- _INPUT FOR THIS TASK_
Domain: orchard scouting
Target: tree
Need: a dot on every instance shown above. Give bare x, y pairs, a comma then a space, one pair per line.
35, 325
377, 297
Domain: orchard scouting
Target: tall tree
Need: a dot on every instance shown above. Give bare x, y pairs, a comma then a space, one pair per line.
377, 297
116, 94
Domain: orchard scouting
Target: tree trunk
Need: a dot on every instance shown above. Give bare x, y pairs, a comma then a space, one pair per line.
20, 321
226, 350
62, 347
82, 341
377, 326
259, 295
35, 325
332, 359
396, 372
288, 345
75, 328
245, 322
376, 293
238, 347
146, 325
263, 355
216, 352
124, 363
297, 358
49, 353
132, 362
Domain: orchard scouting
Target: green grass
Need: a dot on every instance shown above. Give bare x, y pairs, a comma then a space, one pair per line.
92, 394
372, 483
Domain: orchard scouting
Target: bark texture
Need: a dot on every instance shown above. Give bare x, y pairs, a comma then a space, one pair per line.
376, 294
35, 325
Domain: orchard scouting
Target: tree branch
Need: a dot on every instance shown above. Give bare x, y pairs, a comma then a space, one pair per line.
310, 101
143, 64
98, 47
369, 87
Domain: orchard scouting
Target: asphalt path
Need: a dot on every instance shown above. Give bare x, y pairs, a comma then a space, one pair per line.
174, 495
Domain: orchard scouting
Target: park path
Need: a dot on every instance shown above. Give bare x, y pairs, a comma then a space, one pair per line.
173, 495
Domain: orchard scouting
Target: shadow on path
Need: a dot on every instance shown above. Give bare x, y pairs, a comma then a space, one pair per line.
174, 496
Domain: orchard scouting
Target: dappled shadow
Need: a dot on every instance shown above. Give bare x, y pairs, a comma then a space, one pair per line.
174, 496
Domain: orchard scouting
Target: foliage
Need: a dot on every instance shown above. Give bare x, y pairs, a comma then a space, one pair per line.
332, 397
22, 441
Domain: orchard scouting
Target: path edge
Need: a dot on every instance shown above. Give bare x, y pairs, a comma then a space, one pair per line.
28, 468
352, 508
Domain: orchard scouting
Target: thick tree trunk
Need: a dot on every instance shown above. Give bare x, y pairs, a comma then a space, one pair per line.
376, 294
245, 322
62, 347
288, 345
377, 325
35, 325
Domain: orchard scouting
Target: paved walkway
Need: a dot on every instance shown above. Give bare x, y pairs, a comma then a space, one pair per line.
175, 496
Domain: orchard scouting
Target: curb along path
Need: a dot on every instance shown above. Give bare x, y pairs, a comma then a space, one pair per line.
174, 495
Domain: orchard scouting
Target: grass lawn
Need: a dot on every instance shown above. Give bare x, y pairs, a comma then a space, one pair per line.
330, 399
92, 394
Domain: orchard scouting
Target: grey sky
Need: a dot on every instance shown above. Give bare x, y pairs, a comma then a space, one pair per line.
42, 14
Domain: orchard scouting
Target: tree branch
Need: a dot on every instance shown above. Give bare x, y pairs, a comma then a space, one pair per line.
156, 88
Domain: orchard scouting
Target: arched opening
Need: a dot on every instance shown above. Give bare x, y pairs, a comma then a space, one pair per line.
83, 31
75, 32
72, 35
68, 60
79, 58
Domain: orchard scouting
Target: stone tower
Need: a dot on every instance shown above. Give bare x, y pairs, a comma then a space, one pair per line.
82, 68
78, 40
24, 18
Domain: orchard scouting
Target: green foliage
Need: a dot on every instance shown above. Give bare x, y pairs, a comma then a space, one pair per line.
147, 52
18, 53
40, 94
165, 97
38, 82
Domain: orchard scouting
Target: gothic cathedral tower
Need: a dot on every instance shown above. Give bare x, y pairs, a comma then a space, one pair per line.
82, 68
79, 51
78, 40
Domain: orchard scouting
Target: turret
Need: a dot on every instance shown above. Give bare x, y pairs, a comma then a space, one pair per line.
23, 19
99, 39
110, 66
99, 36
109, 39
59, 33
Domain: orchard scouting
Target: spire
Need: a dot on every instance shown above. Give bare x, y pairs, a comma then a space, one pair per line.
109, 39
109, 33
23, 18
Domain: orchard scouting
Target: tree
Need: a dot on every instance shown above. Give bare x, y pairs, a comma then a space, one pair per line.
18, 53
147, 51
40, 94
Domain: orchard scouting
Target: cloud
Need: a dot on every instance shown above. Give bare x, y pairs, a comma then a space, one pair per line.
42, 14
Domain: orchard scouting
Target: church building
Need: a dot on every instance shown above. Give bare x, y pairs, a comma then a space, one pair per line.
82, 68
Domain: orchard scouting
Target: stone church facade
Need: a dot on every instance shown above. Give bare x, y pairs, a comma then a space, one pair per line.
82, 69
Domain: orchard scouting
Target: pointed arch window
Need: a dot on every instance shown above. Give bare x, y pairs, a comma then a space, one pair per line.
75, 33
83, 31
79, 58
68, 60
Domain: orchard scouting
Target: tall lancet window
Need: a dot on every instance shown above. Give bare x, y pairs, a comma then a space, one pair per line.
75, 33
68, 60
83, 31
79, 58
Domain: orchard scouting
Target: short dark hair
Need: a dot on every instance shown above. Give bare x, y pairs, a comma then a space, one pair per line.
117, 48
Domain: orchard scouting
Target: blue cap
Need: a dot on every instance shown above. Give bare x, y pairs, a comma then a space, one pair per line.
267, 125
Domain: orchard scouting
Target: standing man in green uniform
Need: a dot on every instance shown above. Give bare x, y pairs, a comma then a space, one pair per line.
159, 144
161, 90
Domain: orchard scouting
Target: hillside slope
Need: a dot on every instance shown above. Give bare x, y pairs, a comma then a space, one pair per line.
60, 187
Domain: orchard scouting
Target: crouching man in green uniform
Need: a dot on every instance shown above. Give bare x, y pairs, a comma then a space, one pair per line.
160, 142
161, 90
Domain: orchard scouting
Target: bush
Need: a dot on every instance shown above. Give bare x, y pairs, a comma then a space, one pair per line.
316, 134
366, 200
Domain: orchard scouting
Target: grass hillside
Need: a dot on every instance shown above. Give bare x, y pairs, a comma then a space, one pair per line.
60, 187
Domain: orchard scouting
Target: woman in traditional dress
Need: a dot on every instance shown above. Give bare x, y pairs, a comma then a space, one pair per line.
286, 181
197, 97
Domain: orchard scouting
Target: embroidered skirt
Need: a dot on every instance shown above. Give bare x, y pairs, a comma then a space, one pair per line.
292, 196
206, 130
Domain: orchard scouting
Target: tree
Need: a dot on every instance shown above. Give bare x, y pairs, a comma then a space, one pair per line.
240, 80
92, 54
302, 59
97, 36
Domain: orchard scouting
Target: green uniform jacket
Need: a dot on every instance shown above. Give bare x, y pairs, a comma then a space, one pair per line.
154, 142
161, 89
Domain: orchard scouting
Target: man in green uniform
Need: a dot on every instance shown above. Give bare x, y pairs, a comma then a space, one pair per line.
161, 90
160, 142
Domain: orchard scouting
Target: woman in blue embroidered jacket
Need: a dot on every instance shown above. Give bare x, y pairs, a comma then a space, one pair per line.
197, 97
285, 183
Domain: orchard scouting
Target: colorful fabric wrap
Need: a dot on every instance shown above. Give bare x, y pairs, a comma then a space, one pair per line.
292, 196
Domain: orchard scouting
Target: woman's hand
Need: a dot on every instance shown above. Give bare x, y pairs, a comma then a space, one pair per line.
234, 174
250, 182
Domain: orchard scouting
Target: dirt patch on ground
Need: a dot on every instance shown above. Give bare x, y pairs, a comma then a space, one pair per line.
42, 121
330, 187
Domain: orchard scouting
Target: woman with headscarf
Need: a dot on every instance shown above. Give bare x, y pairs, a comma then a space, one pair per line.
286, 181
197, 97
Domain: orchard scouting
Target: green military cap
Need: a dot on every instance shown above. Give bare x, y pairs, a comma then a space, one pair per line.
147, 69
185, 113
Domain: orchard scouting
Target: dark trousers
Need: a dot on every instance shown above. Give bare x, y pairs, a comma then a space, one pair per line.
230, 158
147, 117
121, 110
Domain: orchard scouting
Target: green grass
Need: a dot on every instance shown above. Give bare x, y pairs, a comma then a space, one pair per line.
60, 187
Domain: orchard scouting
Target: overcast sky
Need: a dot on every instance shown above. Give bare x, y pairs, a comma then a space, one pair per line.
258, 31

- _WHAT IS EXPECTED_
List every line of the rows above that contains the string "green", copying each one in full.

- _RESPONSE TO THIS EXERCISE_
Target: green grass
Target: green foliage
Target: standing man in green uniform
Target: crouching man in green uniform
Target: green uniform jacket
Target: man in green uniform
Target: green military cap
Target: green grass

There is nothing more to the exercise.